Belle description du front regroupant les clérico-fascistes, les nationalistes réactionnaires, les sociaux-démocrates, les agents de Radio Free Europe et les trois trotskistes de service.

Ajoutons que les trotskistes nous apprenaient, en décembre 1989, que « l’histoire a pris en Tchécoslovaquie une revanche éclatante: Dubcek est réhabilité. » (46) Quoique les communistes authentiques aient pu diverger d’opinion quant à savoir si l’intervention soviétique de 1968 était justifiée ou pas, ils sont unanimes dans leur analyse du « Printemps de Prague » comme contre-révolution de type social-démocrate.

Nous avons consacré un chapitre à la Tchécoslovaquie entre 1968 et 1989, dans l’URSS et la contre-révolution de velours. Le lien entre les idées sociales-démocrates de Dubcek, en 1968, et les idées de la « révolution de velours » de Havel-Uhl y est analysé.

Nous y discutons les points de vue de Castro, qui soutint l’intervention, et de Mao, qui la condamna.

La révolution prolétarienne en RDA!

A partir de septembre 1989, la bourgeoisie revancharde de l’Allemagne Fédérale soutient, avec ses moyens financiers énormes, avec ses stations de télévision et ses radios, l’agitation anti-communiste en RDA. Le groupe de Mandel prétend « qu’une véritable révolution politique commence ». (47)

Deux semaine plus tard, Mandel salue la « révolution prolétarienne » en RDA ! « La montée du mouvement de masse qui secoue la RDA a pris l’ampleur d’une véritable révolution. Ce mouvement dépasse tout ce qu’on a vu en Europe depuis mai 1968, sinon depuis la révolution espagnole. Le caractère prolétarien de la révolution qui a commencé en RDA, est attesté par l’énorme ébullition dans les entreprises. » (48)

Un mois plus tard, en décembre 1989, l’excitation de Mandel atteindra son comble. « Je suis réellement excité par tout ce qui se passe à Berlin. Tout ce que Rosa Luxembourg, Trotski et Lénine ont toujours espéré peut maintenant être réalisé. La première révolution, depuis la révolution des Pays-Bas au XVIe siècle, qui n’est pas menacée par une intervention militaire étrangère.

Nous nous trouvons ici en face de la première génération allemande, depuis près de deux cents ans, qui soit totalement antimilitariste et antinationaliste.
__________
## EXERCICE 1
Reprenez les enregistrements du passage qui va de la ligne contenant « outline white lane marking » jusqu'à la ligne contenant « 207 67 L 206 » incluse, consignes comprises. Décalez de 143 chaque coordonnée des réponses.

## DONNÉES AFFICHÉES
__________
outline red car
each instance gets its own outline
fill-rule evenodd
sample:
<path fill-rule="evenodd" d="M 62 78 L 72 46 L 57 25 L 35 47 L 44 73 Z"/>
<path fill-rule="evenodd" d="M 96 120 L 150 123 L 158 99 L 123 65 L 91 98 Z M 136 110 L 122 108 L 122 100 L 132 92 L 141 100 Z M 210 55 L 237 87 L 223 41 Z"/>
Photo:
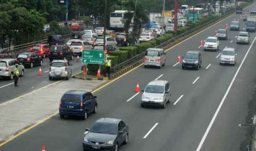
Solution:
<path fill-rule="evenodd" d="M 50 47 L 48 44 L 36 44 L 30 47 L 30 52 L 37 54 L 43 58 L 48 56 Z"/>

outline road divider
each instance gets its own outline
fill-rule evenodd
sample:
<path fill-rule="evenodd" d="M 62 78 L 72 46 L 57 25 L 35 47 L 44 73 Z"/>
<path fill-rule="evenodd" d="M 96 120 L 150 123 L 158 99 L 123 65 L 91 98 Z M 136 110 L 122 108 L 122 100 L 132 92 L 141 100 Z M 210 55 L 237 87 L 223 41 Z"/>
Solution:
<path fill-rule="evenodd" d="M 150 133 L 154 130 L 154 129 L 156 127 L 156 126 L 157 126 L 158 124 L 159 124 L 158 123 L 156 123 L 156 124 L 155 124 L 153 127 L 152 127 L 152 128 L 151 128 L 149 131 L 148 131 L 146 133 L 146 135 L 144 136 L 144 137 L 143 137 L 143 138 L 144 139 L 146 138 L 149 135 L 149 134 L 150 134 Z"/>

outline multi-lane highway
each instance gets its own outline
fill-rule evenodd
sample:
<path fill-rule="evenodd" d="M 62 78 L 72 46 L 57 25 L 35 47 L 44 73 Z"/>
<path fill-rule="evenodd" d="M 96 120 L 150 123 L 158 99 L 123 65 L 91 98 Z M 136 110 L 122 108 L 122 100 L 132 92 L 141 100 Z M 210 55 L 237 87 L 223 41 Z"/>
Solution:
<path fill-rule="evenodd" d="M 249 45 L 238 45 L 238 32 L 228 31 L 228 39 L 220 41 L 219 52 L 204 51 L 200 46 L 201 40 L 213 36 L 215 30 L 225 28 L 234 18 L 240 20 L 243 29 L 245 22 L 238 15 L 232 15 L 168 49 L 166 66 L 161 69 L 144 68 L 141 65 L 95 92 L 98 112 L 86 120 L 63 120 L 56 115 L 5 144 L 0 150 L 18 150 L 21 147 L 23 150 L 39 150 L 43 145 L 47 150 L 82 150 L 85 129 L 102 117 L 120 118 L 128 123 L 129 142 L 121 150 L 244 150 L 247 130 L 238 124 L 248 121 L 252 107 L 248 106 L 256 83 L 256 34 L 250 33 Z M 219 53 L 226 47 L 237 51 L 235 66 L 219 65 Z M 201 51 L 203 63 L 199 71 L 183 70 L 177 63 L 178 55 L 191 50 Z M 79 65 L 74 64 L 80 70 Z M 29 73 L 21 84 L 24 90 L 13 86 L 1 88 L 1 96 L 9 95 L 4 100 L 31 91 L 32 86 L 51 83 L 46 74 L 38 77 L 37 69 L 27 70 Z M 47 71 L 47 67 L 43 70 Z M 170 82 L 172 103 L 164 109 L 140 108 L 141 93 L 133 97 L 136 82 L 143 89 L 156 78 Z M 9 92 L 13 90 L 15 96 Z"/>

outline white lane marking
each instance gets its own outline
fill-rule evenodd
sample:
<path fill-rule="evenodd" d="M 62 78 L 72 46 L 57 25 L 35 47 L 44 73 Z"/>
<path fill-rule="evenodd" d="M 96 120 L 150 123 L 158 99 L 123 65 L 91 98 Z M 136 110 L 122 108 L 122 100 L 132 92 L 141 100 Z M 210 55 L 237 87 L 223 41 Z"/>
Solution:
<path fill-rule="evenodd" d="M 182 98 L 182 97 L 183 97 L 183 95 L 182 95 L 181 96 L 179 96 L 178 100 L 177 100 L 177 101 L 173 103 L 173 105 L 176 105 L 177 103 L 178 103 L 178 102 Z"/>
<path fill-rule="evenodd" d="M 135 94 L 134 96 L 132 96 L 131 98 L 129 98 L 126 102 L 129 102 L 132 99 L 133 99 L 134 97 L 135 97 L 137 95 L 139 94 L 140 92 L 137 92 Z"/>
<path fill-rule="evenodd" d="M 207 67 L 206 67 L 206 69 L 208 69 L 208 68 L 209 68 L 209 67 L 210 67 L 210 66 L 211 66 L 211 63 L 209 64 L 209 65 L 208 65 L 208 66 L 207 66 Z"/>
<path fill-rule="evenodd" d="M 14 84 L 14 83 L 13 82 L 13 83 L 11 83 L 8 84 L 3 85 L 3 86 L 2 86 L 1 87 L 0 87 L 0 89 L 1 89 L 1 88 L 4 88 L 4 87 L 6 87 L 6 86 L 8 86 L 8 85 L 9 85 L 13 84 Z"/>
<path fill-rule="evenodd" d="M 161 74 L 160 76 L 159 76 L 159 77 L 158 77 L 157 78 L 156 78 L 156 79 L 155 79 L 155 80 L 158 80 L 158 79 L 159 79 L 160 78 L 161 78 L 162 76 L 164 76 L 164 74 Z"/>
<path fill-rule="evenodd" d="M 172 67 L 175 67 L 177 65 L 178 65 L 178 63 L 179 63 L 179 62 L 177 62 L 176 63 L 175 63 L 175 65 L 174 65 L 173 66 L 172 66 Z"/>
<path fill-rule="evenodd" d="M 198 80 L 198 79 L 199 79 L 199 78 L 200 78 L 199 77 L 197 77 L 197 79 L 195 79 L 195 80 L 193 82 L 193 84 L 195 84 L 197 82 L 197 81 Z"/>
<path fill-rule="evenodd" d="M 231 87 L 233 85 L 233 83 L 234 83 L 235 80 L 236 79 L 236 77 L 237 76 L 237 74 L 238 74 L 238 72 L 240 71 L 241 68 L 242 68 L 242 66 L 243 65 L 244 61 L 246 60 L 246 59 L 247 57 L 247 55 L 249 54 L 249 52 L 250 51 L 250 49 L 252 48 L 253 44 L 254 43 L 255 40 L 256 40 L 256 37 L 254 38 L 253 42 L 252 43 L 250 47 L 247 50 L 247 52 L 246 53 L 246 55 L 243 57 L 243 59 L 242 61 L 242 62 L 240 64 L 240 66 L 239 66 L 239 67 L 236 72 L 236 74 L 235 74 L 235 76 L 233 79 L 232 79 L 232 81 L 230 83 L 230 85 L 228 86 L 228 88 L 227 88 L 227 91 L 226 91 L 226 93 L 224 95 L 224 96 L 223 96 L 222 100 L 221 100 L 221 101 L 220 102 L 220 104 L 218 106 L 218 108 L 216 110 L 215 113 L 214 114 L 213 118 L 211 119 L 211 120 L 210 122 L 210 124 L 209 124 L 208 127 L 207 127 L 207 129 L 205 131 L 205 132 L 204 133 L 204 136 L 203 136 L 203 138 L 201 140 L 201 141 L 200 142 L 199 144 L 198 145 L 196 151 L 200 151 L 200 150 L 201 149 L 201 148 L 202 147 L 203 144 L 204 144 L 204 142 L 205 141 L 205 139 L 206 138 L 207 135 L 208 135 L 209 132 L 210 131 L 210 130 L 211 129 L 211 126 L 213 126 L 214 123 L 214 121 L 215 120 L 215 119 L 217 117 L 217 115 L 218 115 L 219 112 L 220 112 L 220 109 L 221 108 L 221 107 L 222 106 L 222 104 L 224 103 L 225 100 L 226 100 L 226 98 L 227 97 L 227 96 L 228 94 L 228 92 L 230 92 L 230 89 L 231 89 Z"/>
__________
## EXERCICE 2
Relevez tous les numéros de note entre parenthèses que contient le passage fourni.

## RÉPONSE FINALE 1
outline white lane marking
each instance gets its own outline
fill-rule evenodd
sample:
<path fill-rule="evenodd" d="M 62 78 L 72 46 L 57 25 L 35 47 L 44 73 Z"/>
<path fill-rule="evenodd" d="M 96 120 L 150 123 L 158 99 L 123 65 L 91 98 Z M 136 110 L 122 108 L 122 100 L 132 92 L 141 100 Z M 210 55 L 237 87 L 223 41 Z"/>
Solution:
<path fill-rule="evenodd" d="M 325 241 L 325 240 L 326 240 L 326 238 L 325 238 L 324 239 L 322 239 L 321 243 L 320 243 L 320 244 L 316 246 L 316 248 L 319 248 L 320 246 L 321 246 L 321 245 Z"/>
<path fill-rule="evenodd" d="M 278 237 L 277 239 L 275 239 L 274 241 L 272 241 L 269 245 L 272 245 L 275 242 L 276 242 L 277 240 L 278 240 L 280 238 L 282 237 L 283 235 L 280 235 Z"/>
<path fill-rule="evenodd" d="M 350 210 L 349 210 L 349 212 L 351 212 L 351 211 L 352 211 L 352 210 L 353 210 L 353 209 L 354 209 L 354 206 L 352 207 L 352 208 L 351 208 L 351 209 L 350 209 Z"/>

## RÉPONSE FINALE 2
(46), (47), (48)